Один вариант – если ты «партийный». В этом случае ты обязан выступать на собраниях и приветствовать уничтожение «врагов народа». Но если ты будешь только одобрять действия других, ты вскоре попадёшь под подозрение. Нет! Продолжение выступления должно быть выполнено в жанре публичного доноса. Ты должен разоблачить кого-нибудь сам. Разоблачить и публично заклеймить как врага народа. Не абстрактного врага, взятого со страниц газеты «Правда», а твоего коллегу. Проверка делом, повязание кровью, гарантирует тебе свидетельство о благонадёжности. Нравственные издержки такого поведения искупаются высокой должностью, общественным признанием, другими благами жизни. Подобные поступки ценились наверху и подавались прочим в качестве примеров правильного поведения.
Другой общественный статус – другие требования и модель поведения. От беспартийного специалиста никто не станет требовать публичных выступлений и кровавого причастия, но за это он должен от многого отказаться. Если это учёный, гуманитарий, он должен пойти на 1) отказ от публикаций, 2) отказ от всяких форм общественного признания. Прекрасным примером подобной линии поведения может служить жизнь Б.А. Фохта. Он безупречно соблюдал вот этот канон социального поведения в том обществе. Он преподавал латынь и логику в ИКП и пединституте, печатал только свои переводы классиков философии и нигде не выступал. Поэтому в том же деле Лосева он мог, в отличие от многих боявшихся коллег, спокойно, с достоинством говорить следователю, что не знает за подследственным никакой вины. Соблюдал правила игры и социум. Все знали, что Б.А. Фохт неокантианец, но он при этом считался советским философом. После смерти он был похоронен на Новодевичьем кладбище, и статья о нём была включена в «Философскую энциклопедию».
Но может быть промежуточный вариант, когда хочется иметь и жизненные блага, связанные с одной моделью поведения, и репутацию, которая может вытекать только из совсем другого образа существования.

• _Письменное задание A_: Какие предметы преподавал Б.А. Фохт, согласно тексту для чтения?
Записи с текстом для чтения никак не связаны.

• _Исходные записи_:
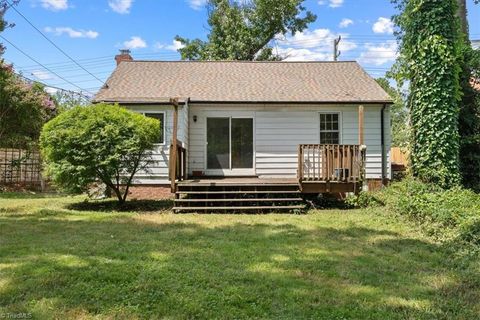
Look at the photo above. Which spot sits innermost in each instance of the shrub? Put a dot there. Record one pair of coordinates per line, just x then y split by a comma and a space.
102, 142
364, 200
446, 214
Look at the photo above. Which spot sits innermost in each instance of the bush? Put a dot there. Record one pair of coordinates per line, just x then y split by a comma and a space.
364, 200
446, 214
102, 142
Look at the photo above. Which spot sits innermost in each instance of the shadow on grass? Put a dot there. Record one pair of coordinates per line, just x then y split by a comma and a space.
115, 206
29, 195
135, 268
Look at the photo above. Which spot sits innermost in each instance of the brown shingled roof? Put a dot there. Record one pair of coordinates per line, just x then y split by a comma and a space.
241, 81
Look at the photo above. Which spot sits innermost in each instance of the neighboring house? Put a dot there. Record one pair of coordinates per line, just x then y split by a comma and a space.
248, 119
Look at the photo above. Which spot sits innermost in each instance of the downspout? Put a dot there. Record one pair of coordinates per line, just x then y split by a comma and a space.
382, 129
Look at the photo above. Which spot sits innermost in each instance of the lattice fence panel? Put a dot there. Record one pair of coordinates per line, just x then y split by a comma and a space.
20, 167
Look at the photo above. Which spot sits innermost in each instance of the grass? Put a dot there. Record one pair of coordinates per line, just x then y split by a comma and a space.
60, 259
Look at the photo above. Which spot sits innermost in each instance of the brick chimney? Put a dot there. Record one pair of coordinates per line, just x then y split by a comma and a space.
123, 56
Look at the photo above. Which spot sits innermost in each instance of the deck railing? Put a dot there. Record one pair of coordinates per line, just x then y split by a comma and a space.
329, 162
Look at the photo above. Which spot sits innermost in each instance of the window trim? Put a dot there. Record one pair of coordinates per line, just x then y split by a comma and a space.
340, 126
163, 124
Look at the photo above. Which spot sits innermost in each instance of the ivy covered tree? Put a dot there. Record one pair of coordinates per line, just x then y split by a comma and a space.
398, 113
469, 119
243, 30
429, 60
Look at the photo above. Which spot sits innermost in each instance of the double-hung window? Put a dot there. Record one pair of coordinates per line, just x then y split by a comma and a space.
329, 128
160, 116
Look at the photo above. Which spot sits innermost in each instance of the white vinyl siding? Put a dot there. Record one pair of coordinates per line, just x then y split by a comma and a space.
158, 170
280, 129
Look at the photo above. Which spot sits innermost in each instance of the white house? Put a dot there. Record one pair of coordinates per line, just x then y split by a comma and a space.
254, 119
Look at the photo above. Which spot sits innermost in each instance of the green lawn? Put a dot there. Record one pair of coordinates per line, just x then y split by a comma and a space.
59, 260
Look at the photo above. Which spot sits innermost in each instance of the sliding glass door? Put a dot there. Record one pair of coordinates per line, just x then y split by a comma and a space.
218, 143
229, 143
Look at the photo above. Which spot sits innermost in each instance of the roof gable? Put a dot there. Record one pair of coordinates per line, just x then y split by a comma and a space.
241, 81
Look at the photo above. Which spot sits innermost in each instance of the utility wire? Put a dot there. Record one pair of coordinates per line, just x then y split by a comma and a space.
53, 87
40, 64
53, 43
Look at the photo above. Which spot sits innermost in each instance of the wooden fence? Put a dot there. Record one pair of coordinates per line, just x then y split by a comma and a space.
21, 168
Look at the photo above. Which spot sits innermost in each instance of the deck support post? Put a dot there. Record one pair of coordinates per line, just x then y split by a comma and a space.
174, 147
361, 142
361, 129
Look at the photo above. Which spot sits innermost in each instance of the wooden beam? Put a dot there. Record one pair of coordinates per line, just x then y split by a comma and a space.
174, 147
361, 129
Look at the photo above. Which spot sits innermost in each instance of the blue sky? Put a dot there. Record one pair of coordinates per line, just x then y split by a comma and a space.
92, 32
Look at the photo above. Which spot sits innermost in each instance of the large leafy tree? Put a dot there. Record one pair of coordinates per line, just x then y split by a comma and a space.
99, 143
24, 108
243, 30
429, 60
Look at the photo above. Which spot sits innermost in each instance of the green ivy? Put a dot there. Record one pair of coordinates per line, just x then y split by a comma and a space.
429, 61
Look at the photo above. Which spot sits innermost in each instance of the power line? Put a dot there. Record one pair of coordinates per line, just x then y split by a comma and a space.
53, 87
40, 64
48, 39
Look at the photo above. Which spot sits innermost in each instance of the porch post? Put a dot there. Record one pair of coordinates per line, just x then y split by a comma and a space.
174, 147
361, 135
361, 142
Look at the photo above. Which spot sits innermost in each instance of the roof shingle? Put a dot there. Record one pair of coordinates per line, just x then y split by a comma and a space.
241, 81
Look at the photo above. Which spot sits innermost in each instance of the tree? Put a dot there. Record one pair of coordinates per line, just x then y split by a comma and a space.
469, 118
242, 30
102, 142
24, 108
429, 60
398, 113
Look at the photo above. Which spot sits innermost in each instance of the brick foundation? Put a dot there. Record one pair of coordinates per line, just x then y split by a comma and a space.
150, 192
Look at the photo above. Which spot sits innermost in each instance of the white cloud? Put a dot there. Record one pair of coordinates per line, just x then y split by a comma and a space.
383, 25
51, 91
379, 54
345, 23
120, 6
313, 45
55, 5
72, 33
331, 3
303, 54
42, 75
175, 46
135, 43
197, 4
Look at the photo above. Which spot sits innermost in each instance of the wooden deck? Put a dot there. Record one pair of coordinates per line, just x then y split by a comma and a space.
237, 181
239, 194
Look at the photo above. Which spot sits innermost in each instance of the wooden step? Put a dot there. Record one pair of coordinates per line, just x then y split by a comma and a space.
240, 200
238, 208
240, 191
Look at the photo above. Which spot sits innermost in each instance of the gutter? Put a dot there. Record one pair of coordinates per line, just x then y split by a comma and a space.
384, 155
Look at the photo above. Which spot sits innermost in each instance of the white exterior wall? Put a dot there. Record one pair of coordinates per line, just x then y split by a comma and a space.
158, 171
280, 129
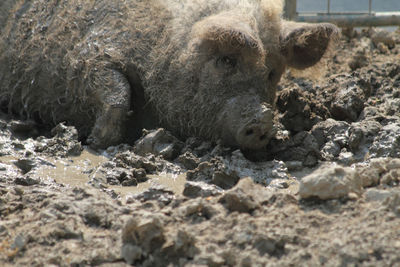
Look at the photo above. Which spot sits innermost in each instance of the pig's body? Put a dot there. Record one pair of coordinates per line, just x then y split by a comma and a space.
205, 68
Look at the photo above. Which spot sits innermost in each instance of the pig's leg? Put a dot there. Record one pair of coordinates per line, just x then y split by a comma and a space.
109, 128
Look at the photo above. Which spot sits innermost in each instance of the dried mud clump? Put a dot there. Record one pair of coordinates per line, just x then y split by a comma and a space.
111, 68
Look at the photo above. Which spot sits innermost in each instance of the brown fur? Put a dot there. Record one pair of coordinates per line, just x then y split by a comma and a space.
72, 60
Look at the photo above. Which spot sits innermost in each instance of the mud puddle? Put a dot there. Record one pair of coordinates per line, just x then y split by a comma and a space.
76, 172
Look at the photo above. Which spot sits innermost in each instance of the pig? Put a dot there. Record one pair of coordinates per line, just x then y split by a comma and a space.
205, 68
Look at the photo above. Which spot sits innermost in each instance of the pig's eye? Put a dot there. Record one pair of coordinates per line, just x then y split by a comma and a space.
226, 61
271, 75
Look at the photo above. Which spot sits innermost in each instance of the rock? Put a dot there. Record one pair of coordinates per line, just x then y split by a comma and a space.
65, 132
245, 197
300, 112
140, 175
330, 182
188, 160
156, 192
200, 189
159, 142
387, 142
348, 102
27, 127
26, 165
382, 37
359, 60
131, 253
393, 203
144, 231
373, 194
224, 180
26, 181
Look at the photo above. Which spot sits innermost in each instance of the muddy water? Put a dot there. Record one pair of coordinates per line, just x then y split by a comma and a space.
76, 172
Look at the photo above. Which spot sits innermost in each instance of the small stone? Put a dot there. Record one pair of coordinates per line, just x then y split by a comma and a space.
240, 198
130, 182
373, 194
158, 193
19, 242
26, 181
200, 189
159, 142
224, 180
330, 182
139, 174
131, 253
188, 160
26, 165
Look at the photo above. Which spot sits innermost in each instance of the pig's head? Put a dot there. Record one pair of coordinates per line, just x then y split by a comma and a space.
223, 80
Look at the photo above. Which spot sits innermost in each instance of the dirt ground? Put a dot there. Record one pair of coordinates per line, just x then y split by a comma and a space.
325, 192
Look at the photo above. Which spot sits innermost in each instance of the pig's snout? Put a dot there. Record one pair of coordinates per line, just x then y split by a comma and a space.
246, 122
256, 132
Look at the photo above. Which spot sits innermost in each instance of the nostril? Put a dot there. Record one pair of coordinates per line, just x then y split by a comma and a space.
249, 132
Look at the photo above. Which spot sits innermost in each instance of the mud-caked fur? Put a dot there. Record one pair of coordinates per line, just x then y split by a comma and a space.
112, 66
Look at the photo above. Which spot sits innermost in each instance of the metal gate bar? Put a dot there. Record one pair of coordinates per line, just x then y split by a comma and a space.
344, 19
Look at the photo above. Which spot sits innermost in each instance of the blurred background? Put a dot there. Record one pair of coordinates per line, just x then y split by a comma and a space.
347, 5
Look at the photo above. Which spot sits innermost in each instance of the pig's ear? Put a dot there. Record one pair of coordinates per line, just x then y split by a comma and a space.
303, 44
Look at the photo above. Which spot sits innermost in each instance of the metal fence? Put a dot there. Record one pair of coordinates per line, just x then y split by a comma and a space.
343, 19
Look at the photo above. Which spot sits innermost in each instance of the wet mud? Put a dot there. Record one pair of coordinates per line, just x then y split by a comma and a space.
325, 191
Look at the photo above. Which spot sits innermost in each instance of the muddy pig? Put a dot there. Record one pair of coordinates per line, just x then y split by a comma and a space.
206, 68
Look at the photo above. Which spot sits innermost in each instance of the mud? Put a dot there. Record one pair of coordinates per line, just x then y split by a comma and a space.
325, 191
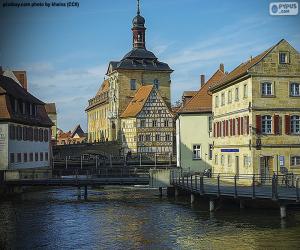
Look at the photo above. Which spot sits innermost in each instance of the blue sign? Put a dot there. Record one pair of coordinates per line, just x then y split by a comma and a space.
230, 150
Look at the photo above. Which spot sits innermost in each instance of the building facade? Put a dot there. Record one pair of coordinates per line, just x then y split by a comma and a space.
147, 124
24, 129
51, 111
194, 128
97, 115
256, 112
139, 67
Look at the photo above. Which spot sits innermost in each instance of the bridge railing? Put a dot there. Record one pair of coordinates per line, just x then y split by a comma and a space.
243, 185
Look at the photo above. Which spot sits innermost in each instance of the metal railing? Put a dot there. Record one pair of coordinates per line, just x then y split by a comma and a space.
255, 186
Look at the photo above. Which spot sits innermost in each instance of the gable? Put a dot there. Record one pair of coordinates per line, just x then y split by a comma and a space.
270, 63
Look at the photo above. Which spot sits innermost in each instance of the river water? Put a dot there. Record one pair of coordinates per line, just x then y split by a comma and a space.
127, 218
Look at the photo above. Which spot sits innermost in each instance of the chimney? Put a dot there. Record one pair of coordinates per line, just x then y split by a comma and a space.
222, 67
202, 80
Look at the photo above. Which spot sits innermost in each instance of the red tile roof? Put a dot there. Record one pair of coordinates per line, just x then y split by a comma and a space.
243, 68
138, 101
202, 101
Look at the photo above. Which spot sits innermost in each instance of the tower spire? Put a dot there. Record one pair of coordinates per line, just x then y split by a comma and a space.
138, 7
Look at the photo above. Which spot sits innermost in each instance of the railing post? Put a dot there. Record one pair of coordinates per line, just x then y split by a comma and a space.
297, 190
201, 185
274, 188
253, 186
219, 191
235, 186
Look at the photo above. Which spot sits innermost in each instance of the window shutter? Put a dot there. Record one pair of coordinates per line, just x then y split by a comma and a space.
258, 124
276, 124
242, 125
247, 124
233, 126
214, 129
226, 122
287, 124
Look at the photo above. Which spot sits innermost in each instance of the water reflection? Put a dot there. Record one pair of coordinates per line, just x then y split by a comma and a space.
126, 219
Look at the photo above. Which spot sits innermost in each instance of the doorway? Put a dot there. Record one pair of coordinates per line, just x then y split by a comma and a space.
266, 167
237, 166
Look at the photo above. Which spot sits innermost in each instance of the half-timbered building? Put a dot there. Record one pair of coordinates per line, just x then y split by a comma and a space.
147, 123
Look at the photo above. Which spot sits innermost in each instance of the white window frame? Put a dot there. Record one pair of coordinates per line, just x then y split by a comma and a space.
295, 89
197, 151
295, 160
267, 88
266, 124
295, 124
245, 90
236, 94
286, 57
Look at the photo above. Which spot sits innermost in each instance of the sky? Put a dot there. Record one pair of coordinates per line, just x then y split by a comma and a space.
66, 51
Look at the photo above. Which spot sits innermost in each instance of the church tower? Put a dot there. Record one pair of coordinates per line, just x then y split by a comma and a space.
139, 67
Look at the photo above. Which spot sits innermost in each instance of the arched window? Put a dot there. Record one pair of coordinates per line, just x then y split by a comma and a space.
156, 83
266, 124
295, 124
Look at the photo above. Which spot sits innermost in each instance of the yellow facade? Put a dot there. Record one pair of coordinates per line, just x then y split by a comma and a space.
98, 124
267, 147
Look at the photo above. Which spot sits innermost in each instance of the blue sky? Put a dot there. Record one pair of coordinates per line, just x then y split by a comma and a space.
66, 51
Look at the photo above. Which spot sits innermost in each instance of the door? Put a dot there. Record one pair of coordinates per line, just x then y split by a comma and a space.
266, 164
237, 166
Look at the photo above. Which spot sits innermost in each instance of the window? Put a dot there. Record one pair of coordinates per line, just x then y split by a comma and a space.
266, 89
229, 160
246, 161
236, 94
166, 123
229, 98
19, 157
295, 160
157, 137
36, 156
283, 57
294, 89
133, 84
222, 160
222, 99
46, 135
295, 124
31, 157
217, 101
216, 159
210, 152
209, 123
141, 137
156, 83
196, 152
266, 124
168, 137
245, 90
12, 158
12, 132
148, 138
154, 123
25, 157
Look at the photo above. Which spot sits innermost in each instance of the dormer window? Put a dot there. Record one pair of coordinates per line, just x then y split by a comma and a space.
283, 57
156, 83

• _Письменное задание B_: Отберите из записей все строки, содержащие слово «dried», и выпишите их, учитывая регистр букв.

• _Полный ответ A_: Латынь и логику.

• _Полный ответ B_:
Look at the photo above. Which spot sits innermost in each instance of the dried mud clump? Put a dot there. Record one pair of coordinates per line, just x then y split by a comma and a space.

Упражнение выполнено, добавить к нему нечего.